---------- Text for analysis ----------
The world today is going through the worst humanitarian crisis only equal to what was observed in 1945, the UN says. Without an immediate humanitarian response, twenty million people in South Sudan, Somalia, Nigeria and Yemen face starvation.
In countries where insecurity is the order of the day, the situation is even worse. Take for example Sudan’s Nuba Mountains- a conflict zone far away from civilization. The home to 750,000 people has seen the worst of days since war between the Government of Sudan, and the Sudanese People’s Liberation Movement begun in 2011.
In addition to the war, people in the locality also suffer other challenges. There are sick people that require treatment, injured people whose wounds need tender care, pregnant women who require support through delivery, and sick children who are in dire need of medicine. Amidst all the challenges there are only a few people designated to cater for these needs.
One such person is Dr Tom Catena, a Catholic missionary from Amsterdam, New York who has saved thousands of lives as the sole doctor permanently based in Sudan’s war-ravaged Nuba Mountains.
He arrived in Sudan before the war and when it broke out, he had a chance to evacuate instead he chose to stay. “I’ve never regretted that decision,” says Dr. Catena. “I was needed at that point more than ever. I couldn’t just abandon the people I had gotten to know just as they needed support the most; because it’s the people that count here. What they do never ceases to amaze me.”
And for the last nine years, Dr. Catena- fondly known as ‘Dr. Tom’- has been on-call 24 hours a day, seven days a week at the Mother of Mercy Catholic Hospital to care for the more than 750,000 citizens of Nuba amidst ongoing civil war.
Selflessly helping others to not only survive, but thrive
Dr. Catena is known to treat up to 500 patients a day and performs more than one thousand operations each year.
Last Sunday he was recognized and named the 2017 Aurora Prize Laureate at an event in Yerevan, Armenia.
----------
Questions:
• A. In the article about Dr. Tom Catena, how many patients is he known to treat in a day?
• B. Rewrite the paragraph of the article about Dr. Tom Catena that begins "In addition to the war" as a brief list that keeps its main facts.
• C. Resume the article about Dr. Tom Catena after its last sentence.
---------- Given records ----------
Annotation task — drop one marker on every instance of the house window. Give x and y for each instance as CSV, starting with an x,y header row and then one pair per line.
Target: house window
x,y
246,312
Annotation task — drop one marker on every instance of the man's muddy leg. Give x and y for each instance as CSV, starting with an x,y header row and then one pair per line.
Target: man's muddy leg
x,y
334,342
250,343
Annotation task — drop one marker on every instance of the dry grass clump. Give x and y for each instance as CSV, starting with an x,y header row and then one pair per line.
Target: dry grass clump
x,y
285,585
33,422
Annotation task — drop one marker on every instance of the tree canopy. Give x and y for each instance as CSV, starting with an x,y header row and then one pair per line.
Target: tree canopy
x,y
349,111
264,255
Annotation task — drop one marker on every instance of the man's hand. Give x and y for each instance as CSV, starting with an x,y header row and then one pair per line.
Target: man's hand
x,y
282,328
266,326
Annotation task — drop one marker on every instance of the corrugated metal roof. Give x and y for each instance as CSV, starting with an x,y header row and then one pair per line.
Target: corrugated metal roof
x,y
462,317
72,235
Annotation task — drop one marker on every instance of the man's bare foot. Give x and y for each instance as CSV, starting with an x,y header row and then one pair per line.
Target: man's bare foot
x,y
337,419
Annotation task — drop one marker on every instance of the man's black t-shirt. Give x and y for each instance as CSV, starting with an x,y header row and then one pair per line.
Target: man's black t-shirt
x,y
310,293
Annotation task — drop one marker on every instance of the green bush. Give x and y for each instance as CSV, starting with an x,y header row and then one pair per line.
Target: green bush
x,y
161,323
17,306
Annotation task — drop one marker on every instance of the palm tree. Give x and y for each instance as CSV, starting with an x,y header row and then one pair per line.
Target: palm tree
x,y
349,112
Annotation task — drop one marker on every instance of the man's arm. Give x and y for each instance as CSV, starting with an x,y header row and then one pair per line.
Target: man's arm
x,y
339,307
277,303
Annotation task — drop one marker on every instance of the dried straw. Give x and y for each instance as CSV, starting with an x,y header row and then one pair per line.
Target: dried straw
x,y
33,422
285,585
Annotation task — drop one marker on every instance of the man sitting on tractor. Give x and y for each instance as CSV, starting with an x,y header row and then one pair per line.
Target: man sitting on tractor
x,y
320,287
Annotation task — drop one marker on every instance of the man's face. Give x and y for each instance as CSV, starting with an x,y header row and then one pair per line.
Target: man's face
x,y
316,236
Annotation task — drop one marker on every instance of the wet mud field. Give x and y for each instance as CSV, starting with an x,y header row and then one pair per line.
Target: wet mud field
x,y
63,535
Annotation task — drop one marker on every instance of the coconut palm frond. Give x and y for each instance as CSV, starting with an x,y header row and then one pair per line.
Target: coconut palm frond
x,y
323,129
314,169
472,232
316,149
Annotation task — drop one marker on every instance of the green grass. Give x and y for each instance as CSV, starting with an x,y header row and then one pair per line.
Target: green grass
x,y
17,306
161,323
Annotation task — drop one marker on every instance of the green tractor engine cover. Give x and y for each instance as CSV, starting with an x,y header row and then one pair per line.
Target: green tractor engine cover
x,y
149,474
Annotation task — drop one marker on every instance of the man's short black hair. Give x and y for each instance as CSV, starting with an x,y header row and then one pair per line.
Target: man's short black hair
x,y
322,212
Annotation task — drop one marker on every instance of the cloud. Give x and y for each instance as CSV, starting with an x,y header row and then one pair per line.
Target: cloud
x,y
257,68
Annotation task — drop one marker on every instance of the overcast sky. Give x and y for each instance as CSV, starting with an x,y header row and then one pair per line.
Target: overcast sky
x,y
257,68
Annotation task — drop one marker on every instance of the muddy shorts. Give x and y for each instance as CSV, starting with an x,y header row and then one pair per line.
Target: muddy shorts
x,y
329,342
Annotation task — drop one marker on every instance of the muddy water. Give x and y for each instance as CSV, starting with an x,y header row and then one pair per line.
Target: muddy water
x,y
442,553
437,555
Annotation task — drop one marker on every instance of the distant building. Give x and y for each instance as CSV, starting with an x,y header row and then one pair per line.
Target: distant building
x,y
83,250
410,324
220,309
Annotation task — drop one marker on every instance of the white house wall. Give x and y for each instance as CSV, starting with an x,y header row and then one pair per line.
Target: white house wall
----------
Written responses:
• A. Up to 500 patients a day.

• B.
Besides the war, people in the locality face other challenges:
- sick people who require treatment
- injured people whose wounds need tender care
- pregnant women who need support through delivery
- sick children in dire need of medicine

Only a few people are designated to meet all these needs.

• C.
Speaking at the awarding ceremony, Dr. Catena said, “We all have an obligation to look after our brothers and sisters. It is possible that every single person can make a contribution, and to recognize that shared humanity can lead to a brighter future. I draw my inspiration from the Nuba people. And with my faith as my guide, I am honored to continue to serve the world and make it a better place.”
“One day I was treating a woman in her 60s who had fled with her family to hide out in a cave, only to be hit with a shell that destroyed her foot and fractured her thigh bone,” remembers Dr. Catena. “After I amputated her foot and while she was recovering, airstrikes came again. The hospital was hit, and an 11-year-old girl was crying uncontrollably. As they huddled on the hospital floor after the attack, the woman, despite having just lost a limb, was entirely focused on reassuring this poor little girl. This remarkable woman had so much strength despite her terrible pain. The positivity people find in these situations is absolutely incredible.”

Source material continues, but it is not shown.